_Article_
● ● ● ● ●

He’d tell the comely porn stars that they had met in another life—Sammy believed in reincarnation—and when they would look at him quizzically, completely bewildered, he’d change tactics, telling them they would meet in the afterlife! With the porn stars, Brontë’s Heathcliff was out; references to mysticism and the occult were in. Dexterity had served him well all his life. Sammy told Linda Lovelace he’d manage her career. “Linda Lovelace would come over,” recalls Souza. “Her husband would be sitting downstairs, and she’d be up in the bedroom with Sammy.”


Sammy never asked me much about my past, about my growing up, but that would have seemed as ordinary to him as it does to me,” Lovelace would write in
Ordeal
, her honestly titled autobiography. “He was interested in now, in what I was doing with my career at the moment. For a time he seemed intrigued by the thought of my becoming part of his show, but that never came about. He did suggest that I put together a big Las Vegas act.”

● ● ● ● ●

_To do_
In the passage about Sammy and Linda Lovelace, what did Sammy suggest that Lovelace put together? The records that come next are separate material and have no connection to the passage.

● ● ● ● ●

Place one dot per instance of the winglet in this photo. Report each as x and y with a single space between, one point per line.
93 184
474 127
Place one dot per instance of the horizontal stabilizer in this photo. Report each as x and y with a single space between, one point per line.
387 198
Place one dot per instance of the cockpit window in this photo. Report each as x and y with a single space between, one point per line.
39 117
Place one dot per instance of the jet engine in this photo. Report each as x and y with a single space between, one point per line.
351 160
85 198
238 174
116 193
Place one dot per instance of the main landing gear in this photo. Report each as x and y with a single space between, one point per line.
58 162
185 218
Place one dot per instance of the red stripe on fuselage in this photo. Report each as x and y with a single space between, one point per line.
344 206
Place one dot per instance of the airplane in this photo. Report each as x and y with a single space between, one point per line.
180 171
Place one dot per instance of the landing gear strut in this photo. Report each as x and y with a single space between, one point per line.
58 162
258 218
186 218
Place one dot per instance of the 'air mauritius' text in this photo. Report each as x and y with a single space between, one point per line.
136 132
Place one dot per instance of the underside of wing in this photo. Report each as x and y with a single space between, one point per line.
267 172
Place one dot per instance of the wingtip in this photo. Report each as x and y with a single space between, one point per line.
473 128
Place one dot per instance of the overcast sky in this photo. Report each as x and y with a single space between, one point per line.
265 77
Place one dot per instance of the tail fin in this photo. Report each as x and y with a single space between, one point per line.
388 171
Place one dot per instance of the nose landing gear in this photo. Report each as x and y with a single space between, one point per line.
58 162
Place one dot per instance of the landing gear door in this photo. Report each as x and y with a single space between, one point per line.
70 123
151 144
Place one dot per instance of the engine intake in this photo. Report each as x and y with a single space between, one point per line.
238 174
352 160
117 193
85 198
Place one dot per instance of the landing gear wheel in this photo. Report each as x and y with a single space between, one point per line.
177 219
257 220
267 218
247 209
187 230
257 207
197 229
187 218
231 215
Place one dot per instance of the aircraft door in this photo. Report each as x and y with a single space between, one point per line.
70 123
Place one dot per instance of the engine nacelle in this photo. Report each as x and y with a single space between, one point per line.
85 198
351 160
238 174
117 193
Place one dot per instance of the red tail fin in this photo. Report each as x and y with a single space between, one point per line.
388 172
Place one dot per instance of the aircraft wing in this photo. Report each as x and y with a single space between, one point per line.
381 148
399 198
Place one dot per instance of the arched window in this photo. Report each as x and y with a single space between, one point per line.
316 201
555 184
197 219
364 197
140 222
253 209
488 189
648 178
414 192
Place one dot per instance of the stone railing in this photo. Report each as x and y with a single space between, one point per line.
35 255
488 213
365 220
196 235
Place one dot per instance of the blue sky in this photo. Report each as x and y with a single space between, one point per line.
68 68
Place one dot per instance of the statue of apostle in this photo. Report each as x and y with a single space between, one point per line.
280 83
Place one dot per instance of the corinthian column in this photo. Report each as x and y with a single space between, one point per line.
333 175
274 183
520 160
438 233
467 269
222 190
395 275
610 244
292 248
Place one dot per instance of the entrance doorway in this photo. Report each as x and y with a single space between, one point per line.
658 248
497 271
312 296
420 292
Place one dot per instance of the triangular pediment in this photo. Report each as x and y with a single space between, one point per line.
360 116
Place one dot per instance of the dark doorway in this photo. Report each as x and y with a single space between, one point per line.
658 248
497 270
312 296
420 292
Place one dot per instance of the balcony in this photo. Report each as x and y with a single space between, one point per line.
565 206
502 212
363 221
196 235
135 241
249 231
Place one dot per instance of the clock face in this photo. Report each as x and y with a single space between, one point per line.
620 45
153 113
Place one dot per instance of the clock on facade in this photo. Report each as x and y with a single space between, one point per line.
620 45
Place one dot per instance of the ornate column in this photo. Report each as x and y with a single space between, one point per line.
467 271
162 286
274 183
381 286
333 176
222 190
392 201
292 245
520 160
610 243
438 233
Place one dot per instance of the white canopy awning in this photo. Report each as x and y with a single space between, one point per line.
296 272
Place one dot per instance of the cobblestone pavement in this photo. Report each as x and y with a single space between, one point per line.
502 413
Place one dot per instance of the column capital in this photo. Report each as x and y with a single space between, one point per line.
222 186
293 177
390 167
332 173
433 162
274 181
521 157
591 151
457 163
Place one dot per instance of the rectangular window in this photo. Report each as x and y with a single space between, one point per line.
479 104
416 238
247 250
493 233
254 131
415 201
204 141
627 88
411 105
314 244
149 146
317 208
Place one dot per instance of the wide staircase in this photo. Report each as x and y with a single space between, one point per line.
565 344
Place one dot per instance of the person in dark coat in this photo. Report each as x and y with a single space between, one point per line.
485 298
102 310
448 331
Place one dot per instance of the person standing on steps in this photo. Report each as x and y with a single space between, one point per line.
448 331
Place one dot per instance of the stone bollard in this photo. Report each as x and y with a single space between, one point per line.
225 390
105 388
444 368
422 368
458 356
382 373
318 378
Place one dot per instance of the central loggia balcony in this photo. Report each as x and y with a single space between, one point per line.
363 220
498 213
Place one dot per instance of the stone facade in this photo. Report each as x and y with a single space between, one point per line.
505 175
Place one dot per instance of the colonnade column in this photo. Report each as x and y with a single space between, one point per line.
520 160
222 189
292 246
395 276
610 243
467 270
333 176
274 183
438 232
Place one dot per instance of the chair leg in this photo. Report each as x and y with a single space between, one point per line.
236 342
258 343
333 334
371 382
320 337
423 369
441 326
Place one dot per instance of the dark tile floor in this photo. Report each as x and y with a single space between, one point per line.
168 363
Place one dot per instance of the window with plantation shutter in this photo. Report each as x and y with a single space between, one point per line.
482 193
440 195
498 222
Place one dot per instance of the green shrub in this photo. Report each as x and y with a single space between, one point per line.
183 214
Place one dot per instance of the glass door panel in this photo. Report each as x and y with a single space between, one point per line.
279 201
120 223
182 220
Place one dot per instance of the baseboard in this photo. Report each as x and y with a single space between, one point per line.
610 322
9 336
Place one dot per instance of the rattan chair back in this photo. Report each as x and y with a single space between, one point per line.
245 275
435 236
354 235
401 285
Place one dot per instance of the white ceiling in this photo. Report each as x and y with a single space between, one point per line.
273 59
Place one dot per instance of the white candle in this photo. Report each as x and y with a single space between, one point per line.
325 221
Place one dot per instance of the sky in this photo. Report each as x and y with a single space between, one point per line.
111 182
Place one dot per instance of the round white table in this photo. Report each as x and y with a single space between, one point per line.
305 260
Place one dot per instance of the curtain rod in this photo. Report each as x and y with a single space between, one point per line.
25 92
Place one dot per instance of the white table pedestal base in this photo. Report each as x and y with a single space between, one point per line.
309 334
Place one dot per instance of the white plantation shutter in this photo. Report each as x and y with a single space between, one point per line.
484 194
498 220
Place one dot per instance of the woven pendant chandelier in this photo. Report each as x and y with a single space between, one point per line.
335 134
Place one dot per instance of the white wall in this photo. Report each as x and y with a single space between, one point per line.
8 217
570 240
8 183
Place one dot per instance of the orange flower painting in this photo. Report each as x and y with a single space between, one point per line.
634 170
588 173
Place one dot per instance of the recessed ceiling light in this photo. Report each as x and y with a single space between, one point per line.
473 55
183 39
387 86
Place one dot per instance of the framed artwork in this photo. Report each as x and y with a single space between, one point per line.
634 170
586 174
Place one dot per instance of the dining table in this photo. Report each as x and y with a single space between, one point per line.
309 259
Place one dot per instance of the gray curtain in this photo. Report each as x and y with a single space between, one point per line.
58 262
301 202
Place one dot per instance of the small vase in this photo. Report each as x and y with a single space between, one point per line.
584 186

● ● ● ● ●

_Solution to this problem_
A big Las Vegas act.